**WHAT THIS EXERCISE ASKS**.
1 – Reproduce the court opinion from "TEXAS COURT OF" up to and including "outcome of arbitration.", replacing "petition" with "application" each time it occurs.
2 – Decide whether each statement below agrees with the court opinion, answering yes or no and quoting the words of the opinion that settle it: (a) The discovery order Becerra seeks to vacate is dated June 5, 2009. (b) Relief from a denial of a motion to compel arbitration under the TAA is properly sought by mandamus. (c) The proceeding comes from Harris County.

TEXAS COURT OF APPEALS, THIRD DISTRICT, AT AUSTIN
NO. 03-09-00334-CV
In re Danilo Becerra
ORIGINAL PROCEEDING FROM TRAVIS COUNTY
In relator Danilo Becerra's petition for writ of mandamus, he seeks to compel the trial court to vacate a discovery order dated June 5, 2009, and an order denying his motion to compel arbitration. Becerra further requests that we direct the trial court to enter an order compelling arbitration of all claims of the real party in interest and staying the litigation pending the outcome of arbitration.
Because Becerra sought to compel arbitration pursuant to the Texas General Arbitration Act (TAA), Tex. Civ. Prac. & Rem. Code Ann. §§ 171.001-.098 (West 2005), the appropriate vehicle for relief is by interlocutory appeal, rather than mandamus. See Jack B. Anglin Co. v. Tipps, 842 S.W.2d 266, 272 (Tex. 1992) (relief from trial court's denial of motion to compel arbitration under TAA must be sought by interlocutory appeal, while relief from denial of motion to compel under Federal Arbitration Act (FAA) must be sought by petition for writ of mandamus); see also 9 U.S.C.A. §§ 1-16 (West 2009). (1)

**DATA LINES**.
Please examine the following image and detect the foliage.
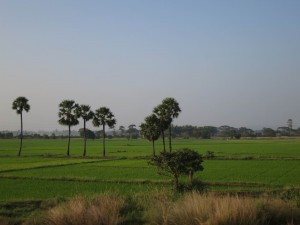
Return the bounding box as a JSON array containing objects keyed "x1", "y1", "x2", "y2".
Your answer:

**TASK RESULTS**.
1 –
TEXAS COURT OF APPEALS, THIRD DISTRICT, AT AUSTIN
NO. 03-09-00334-CV
In re Danilo Becerra
ORIGINAL PROCEEDING FROM TRAVIS COUNTY
In relator Danilo Becerra's application for writ of mandamus, he seeks to compel the trial court to vacate a discovery order dated June 5, 2009, and an order denying his motion to compel arbitration. Becerra further requests that we direct the trial court to enter an order compelling arbitration of all claims of the real party in interest and staying the litigation pending the outcome of arbitration.

2 –
(a) Yes: "a discovery order dated June 5, 2009"
(b) No: "the appropriate vehicle for relief is by interlocutory appeal, rather than mandamus"
(c) No: "ORIGINAL PROCEEDING FROM TRAVIS COUNTY"